■ DATA UNDER STUDY:
::::::::

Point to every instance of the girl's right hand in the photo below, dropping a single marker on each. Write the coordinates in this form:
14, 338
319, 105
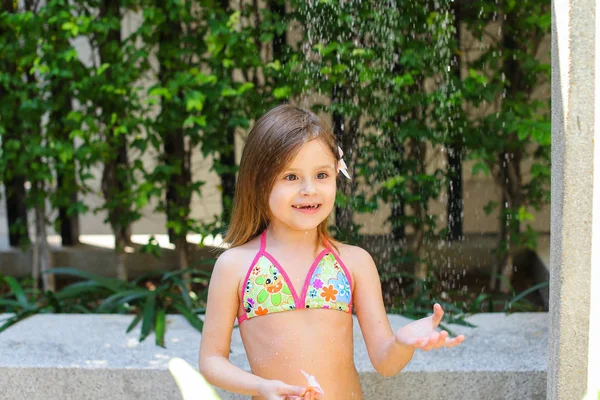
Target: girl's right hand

::::::::

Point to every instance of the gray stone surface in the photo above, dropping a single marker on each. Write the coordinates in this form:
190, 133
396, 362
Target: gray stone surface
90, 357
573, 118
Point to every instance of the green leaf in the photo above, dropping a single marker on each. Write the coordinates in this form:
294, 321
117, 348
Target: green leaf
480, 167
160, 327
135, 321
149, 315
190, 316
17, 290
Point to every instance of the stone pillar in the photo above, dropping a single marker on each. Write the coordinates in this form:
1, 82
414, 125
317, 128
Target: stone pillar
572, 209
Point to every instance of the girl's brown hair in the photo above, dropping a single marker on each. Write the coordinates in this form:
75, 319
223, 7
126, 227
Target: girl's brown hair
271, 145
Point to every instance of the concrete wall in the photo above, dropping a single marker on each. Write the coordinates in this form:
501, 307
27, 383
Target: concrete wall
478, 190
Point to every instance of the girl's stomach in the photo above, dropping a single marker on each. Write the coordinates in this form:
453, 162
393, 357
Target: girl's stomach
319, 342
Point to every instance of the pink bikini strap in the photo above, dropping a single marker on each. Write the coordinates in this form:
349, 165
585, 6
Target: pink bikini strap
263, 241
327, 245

::::::::

■ TASK GOAL:
Where a line of the records contains the word "hand", copy that line.

■ ANSWER SECTION:
Point to every instance of the girl's right hand in the photo below, dropping a single marker on each. Write the coordinates in this form:
Target: girl's right hand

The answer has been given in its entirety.